— Work instructions —
The records below must be duplicated exactly, character for character.

# start of Given data

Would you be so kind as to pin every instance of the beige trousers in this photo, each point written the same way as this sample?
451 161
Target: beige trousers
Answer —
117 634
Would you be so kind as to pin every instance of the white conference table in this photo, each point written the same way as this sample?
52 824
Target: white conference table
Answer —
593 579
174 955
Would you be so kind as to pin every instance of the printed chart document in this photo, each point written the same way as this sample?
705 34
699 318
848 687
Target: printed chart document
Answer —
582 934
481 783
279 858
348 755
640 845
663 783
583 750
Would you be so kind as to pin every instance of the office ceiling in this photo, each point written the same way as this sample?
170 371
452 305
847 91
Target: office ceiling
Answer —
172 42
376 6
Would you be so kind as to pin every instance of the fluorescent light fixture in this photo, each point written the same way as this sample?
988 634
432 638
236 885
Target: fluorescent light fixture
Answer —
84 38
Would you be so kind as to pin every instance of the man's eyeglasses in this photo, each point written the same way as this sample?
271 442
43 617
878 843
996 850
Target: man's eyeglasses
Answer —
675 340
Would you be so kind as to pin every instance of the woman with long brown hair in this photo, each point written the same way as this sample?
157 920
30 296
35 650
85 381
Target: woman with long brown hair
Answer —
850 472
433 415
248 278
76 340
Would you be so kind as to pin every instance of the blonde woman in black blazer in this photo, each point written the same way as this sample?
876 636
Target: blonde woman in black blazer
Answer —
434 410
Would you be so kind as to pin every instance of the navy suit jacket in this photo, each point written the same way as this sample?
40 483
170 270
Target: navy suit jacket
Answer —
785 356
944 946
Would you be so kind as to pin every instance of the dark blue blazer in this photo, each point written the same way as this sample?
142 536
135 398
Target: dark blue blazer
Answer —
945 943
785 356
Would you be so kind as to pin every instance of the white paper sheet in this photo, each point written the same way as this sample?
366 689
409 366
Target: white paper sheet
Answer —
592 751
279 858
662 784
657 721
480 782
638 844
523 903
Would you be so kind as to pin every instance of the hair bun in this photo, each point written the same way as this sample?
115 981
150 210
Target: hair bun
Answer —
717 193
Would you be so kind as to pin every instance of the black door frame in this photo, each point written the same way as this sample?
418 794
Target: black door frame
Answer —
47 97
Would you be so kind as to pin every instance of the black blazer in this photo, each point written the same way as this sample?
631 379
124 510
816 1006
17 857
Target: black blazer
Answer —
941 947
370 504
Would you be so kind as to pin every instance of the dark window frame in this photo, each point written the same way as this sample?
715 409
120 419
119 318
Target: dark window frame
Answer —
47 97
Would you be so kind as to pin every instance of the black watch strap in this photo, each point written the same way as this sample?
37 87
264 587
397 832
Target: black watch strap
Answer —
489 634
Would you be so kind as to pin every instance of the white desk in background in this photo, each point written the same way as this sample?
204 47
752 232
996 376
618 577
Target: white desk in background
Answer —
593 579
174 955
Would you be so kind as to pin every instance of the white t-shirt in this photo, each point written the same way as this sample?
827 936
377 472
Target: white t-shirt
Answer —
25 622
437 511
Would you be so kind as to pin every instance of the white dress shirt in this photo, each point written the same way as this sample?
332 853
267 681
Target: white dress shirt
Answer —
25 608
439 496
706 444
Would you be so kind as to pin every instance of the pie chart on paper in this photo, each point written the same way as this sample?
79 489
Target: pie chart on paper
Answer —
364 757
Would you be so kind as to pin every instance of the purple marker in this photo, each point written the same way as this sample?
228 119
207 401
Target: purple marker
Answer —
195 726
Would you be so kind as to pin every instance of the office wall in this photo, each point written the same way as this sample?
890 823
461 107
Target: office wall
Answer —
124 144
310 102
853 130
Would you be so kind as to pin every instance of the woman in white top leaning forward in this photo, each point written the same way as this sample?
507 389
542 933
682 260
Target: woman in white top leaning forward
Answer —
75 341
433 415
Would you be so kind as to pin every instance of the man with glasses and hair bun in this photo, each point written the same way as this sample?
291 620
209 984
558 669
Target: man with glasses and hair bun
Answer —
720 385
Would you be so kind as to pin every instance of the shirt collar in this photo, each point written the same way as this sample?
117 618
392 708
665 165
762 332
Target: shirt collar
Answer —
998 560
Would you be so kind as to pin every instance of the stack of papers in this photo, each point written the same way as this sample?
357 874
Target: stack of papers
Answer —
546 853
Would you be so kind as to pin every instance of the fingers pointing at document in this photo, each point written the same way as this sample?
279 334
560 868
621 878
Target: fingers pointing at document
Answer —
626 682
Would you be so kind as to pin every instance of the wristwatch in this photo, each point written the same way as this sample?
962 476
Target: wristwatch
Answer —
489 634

# end of Given data

— Written response —
Would you be so kind as to pin every instance of the beige trousers in this photo, each point written the same way as this sample?
451 161
Target: beige trousers
Answer —
117 634
Would you be so kind as to pin every instance of the white conference table in this photo, each point written the same way as this sample?
52 824
Target: white conference table
Answer —
593 579
174 955
Would you be so kind as to pin every instance of the printed chart document in this photo, each point written the same way as this sample?
705 34
699 318
848 687
Target: printed chart document
Answer —
582 934
481 783
279 858
348 755
640 845
663 783
583 750
Would you be so kind as to pin every instance of the office ceiling in this photo, each point written the same way as this sample?
170 371
452 305
847 91
Target: office ceiling
Answer —
172 42
376 6
Would you be so kind as to pin every instance of the fluorescent light fixture in this photo, each point written the same way as this sample?
988 634
432 638
236 885
Target: fluorescent light fixture
Answer —
84 38
Would you be so kind as to pin every instance of the man's eyeglasses in this photo, each point written the same way as this sample?
271 442
43 617
878 843
996 850
Target: man's eyeglasses
Answer —
675 340
Would you be so kind as to pin every instance of the woman with long brown hair in this photo, each point written the same way as this sample?
157 920
30 296
35 650
85 381
Target: woman with long brown hair
Answer —
850 472
433 415
248 278
76 340
Would you be so kind as to pin every instance of the blonde woman in black blazer in this photo, each point written the same way as this sample?
876 636
Target: blonde woman in black blazer
Answer —
434 410
Would you be so kind as to pin every instance of the navy suit jacket in this photo, each point written the same way as this sample?
40 483
170 270
Target: navy suit jacket
Answer —
785 356
944 946
Would you be so kind as to pin every instance of the dark blue blazer in this photo, each point written the same way as this sample?
142 536
135 398
Target: dark blue blazer
Answer —
945 943
785 356
Would you be so kind as to pin every instance of the white paper sheet in this photo, each point written the same way as this sample?
366 689
409 366
Target: white paper sheet
Answer —
592 751
279 858
662 784
657 721
480 782
638 844
523 903
Would you be so kind as to pin every instance of the hair bun in this photo, each point written the same way as this sample?
115 981
150 210
Target: hair bun
Answer —
717 193
Would you be so kind as to pin every instance of the black door frame in this photo, each point written the same way as this sample?
418 794
Target: black door frame
Answer —
47 97
Would you be so kind as to pin every instance of the black blazer in this photo, each point written the same way as this sample?
631 379
124 510
816 1006
17 857
Target: black blazer
Answer —
941 947
370 504
Would you be so kind as to pin every instance of the dark window frame in this photo, each point written the same way as this sample?
715 409
120 419
119 318
Target: dark window frame
Answer —
47 97
Would you be so kind as to pin every instance of the black watch strap in this photo, each point written the same way as this sample?
37 87
264 587
397 832
Target: black watch strap
Answer —
489 634
Would you be so kind as to pin every instance of the white desk in background in this photo, each point written the same way as this sample?
204 47
752 232
996 376
618 577
Target: white desk in background
Answer —
593 579
174 955
Would you be so kind as to pin every instance of the white t-shirt in this photo, each point written the same way as this sample?
827 936
377 472
Target: white t-shirt
Answer —
25 622
437 511
Would you be so kind as to pin every instance of the white dress shirt in this photo, each point written the same way as this sample?
332 853
267 681
Target: white dress shirt
Answer —
25 608
439 496
706 444
Would you be so kind as to pin every instance of the pie chart on paper in this photo, each point written the same way as this sample?
79 489
Target: pie chart on paper
Answer —
364 757
Would you be so kind as to pin every instance of the purple marker in this photo, each point written the same way as this sample?
228 119
207 401
Target: purple marker
Answer —
195 726
Would you be so kind as to pin every instance of the office wall in this photo, each point written the same way as this sample?
890 823
461 107
Target: office wall
Answer —
124 144
310 102
853 130
Would you be so kind as to pin every instance of the woman in white top leaning forward in this photo, each point written the same way as this sample?
507 389
542 933
682 260
Target: woman in white top leaning forward
Answer —
75 341
433 415
Would you be so kind as to pin every instance of the man with glasses and hair bun in this photo, each point written the same way as this sample?
291 620
209 984
558 669
Target: man with glasses and hair bun
Answer —
720 385
Would you be so kind as to pin every instance of the shirt collar in this photo, each point written the same way as this sample?
117 618
392 708
665 165
762 332
Target: shirt collar
Answer —
998 560
Would you be so kind as to pin every instance of the stack of papers in this photo, each point written the same way as this sample?
357 874
Target: stack of papers
Answer —
546 853
Would you be so kind as to pin every instance of the fingers pointing at document in this photo, each point written the same way as this sample?
279 334
560 868
621 878
Target: fingers pointing at document
Answer —
626 682
Would you be so kind as to pin every instance of the wristwatch in this photo, each point written the same way as this sample?
962 476
Target: wristwatch
Answer —
489 634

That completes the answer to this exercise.